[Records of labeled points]

* Start *

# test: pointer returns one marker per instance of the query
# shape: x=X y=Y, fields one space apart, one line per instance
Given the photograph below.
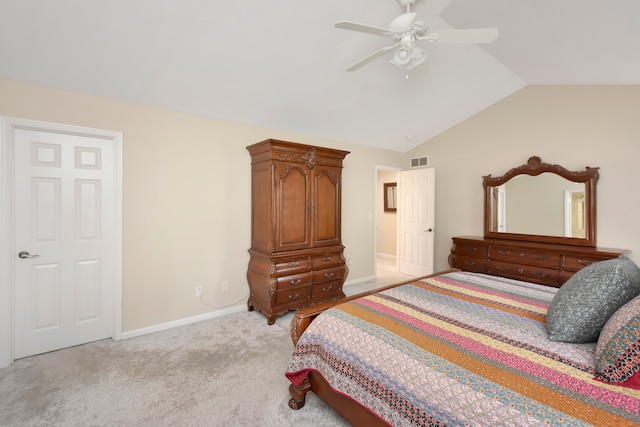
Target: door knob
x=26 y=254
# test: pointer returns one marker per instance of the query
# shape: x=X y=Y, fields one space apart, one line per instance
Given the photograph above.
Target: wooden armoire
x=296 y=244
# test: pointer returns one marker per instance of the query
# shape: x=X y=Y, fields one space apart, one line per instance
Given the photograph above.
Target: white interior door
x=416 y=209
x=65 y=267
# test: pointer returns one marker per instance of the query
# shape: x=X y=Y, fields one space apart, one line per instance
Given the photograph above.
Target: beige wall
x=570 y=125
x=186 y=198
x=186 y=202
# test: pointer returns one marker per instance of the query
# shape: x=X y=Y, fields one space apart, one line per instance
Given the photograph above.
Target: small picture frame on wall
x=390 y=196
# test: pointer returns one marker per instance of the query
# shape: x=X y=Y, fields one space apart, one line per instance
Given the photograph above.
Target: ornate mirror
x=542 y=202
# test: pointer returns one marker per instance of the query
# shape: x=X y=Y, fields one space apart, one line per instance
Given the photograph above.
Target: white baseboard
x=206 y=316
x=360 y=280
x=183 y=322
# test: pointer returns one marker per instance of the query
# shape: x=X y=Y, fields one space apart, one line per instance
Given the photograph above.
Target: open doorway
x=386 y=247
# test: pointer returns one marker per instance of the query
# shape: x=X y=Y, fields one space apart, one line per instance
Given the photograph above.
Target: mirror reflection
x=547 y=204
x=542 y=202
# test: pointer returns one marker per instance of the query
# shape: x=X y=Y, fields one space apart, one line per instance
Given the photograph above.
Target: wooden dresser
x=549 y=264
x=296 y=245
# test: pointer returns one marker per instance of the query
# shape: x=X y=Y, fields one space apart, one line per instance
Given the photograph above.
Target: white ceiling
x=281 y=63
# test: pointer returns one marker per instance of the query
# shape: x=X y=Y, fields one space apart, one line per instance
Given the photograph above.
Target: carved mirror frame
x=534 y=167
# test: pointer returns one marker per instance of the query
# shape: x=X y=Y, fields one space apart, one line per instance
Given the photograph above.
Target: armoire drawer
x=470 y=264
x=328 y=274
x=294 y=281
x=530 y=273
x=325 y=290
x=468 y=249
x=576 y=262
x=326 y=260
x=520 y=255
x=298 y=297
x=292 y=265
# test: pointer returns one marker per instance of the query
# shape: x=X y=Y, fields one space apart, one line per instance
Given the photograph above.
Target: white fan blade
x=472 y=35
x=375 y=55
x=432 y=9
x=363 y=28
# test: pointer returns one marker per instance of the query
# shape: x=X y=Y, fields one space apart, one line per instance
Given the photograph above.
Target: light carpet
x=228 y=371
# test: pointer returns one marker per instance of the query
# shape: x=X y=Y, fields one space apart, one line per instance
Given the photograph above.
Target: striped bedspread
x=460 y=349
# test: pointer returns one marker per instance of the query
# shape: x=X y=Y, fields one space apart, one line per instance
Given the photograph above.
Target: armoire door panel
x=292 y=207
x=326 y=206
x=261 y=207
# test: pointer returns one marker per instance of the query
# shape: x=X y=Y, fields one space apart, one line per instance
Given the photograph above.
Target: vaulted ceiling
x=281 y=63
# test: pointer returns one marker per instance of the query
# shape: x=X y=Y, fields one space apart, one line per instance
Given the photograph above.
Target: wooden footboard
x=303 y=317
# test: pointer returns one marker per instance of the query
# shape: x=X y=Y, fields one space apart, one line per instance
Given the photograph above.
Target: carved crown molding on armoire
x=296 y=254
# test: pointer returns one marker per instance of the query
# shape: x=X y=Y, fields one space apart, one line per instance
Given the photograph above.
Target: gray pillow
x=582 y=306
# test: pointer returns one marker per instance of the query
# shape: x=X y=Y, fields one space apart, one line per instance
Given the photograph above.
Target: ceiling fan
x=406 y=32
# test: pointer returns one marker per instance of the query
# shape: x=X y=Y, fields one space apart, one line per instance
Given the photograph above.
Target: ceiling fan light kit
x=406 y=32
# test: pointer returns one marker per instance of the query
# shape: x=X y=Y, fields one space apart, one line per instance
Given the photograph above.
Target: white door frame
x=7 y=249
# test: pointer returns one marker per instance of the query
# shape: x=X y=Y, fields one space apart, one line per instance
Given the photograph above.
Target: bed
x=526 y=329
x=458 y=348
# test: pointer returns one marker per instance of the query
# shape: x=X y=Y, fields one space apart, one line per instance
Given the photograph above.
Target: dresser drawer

* End *

Exercise instructions | Write out the whole listing again, exactly, with no pictures.

Answer to the exercise |
# test: pointer returns one marker per instance of the query
# shape: x=X y=Y, fields one space apart, one line per instance
Given the photograph below.
Target: door knob
x=26 y=254
# test: pointer returns one marker per instance of the query
# shape: x=X y=Y, fields one space apart, one line per instance
Given the photograph above.
Target: wooden armoire
x=296 y=244
# test: pointer returns one marker per instance of the query
# shape: x=X y=Y, fields one space apart, one line per instance
Given the photograph above.
Target: white interior door
x=416 y=209
x=65 y=267
# test: pointer returns one marker per instance of the query
# shape: x=X y=Y, fields one space apart, one line per instance
Given the photograph above.
Target: beige wall
x=570 y=125
x=186 y=198
x=186 y=202
# test: pointer returns one marker per instance of the query
# shape: x=X y=Y, fields one space apart, one line per instance
Given the photograph above.
Target: small picture frame on wall
x=390 y=196
# test: pointer returns one marker per instance of the query
# shape: x=X y=Y, fields one space apart, one line per instance
Given the photograph above.
Target: ornate mirror
x=542 y=202
# test: pointer returns one marker per instance of the query
# shape: x=X y=Y, fields one space apart, one line per instance
Given the photograph above.
Target: white baseboard
x=206 y=316
x=360 y=280
x=183 y=322
# test: pointer returns one marker per instance of the query
# shape: x=X y=Y, fields one space apart, one line per instance
Given the photograph above.
Target: open doorway
x=386 y=247
# test: pointer returns one marker per instance of the query
# shape: x=X y=Y, fields one space apart, one line per instance
Given the photograph above.
Target: mirror reflection
x=547 y=204
x=542 y=202
# test: pointer returns one marker per instance of the query
# shape: x=X y=Y, fields one space apart, one line per instance
Given the photograph above.
Target: wooden dresser
x=549 y=264
x=296 y=245
# test: pointer returns one marker per instance of the query
# shape: x=X y=Y, fields one space apart, one line per instance
Given the photograph above.
Target: white ceiling
x=281 y=63
# test: pointer returns one marker per instance of the query
# shape: x=X y=Y, fields one space apart, one line per instance
Given the photograph above.
Target: carved mirror frame
x=534 y=167
# test: pointer returns one marker per instance of the query
# shape: x=X y=Y, fields one space apart, one line per instance
Given the photograph above.
Target: armoire drawer
x=470 y=264
x=328 y=274
x=294 y=281
x=530 y=273
x=325 y=290
x=468 y=249
x=576 y=262
x=326 y=260
x=520 y=255
x=298 y=297
x=292 y=265
# test: pointer returns one marker per instance of the query
# shape: x=X y=Y, fields one space apart, one line per instance
Given the photograph above.
Target: white fan blade
x=472 y=35
x=375 y=55
x=432 y=9
x=363 y=28
# test: pointer returns one marker per instance of the query
# shape: x=X y=Y, fields one space apart, one line per instance
Given the photograph above.
Target: light carpet
x=228 y=371
# test: pointer returns one marker per instance of the query
# shape: x=X y=Y, fields one space apart, one line per instance
Given the photograph above.
Target: striped bedspread
x=460 y=349
# test: pointer returns one marker per instance of the query
# shape: x=X y=Y, fields one space apart, one line per instance
Given the photograph above.
Target: armoire door panel
x=292 y=207
x=326 y=206
x=261 y=207
# test: pointer returns one marker per instance of the query
# shape: x=X y=Y, fields one space apart, one line per instance
Given the photograph above.
Target: vaulted ceiling
x=281 y=63
# test: pointer returns one marker per instance of the query
# shape: x=X y=Y, fields one space apart, one line per instance
Given the photograph above.
Target: wooden footboard
x=303 y=317
# test: pointer returns one marker per instance of the query
# shape: x=X y=Y, fields one space apart, one line per instance
Given the photograph above.
Target: carved crown molding on armoire
x=296 y=254
# test: pointer returns one marker per instance of the query
# shape: x=X y=Y, fields one space apart, one line per instance
Given the photograph above.
Target: gray pillow
x=582 y=306
# test: pointer returns one marker per instance of the query
# shape: x=X y=Y, fields one space apart, one line per instance
Given the photograph above.
Target: ceiling fan
x=406 y=32
# test: pointer returns one marker per instance of the query
# shape: x=X y=Y, fields one space apart, one line per instance
Given the photograph above.
Target: ceiling fan light kit
x=406 y=32
# test: pointer returns one marker per instance of the query
# shape: x=X y=Y, fields one space apart, one line per instance
Given the photograph above.
Target: white door frame
x=7 y=249
# test: pointer returns one marker per instance of the query
# shape: x=X y=Y, fields one space apart, one line per instance
Given the photograph above.
Target: bed
x=526 y=329
x=458 y=348
# test: pointer returns one marker per instance of the query
# shape: x=X y=Y, fields one space apart, one line per instance
Given the photograph above.
Target: dresser drawer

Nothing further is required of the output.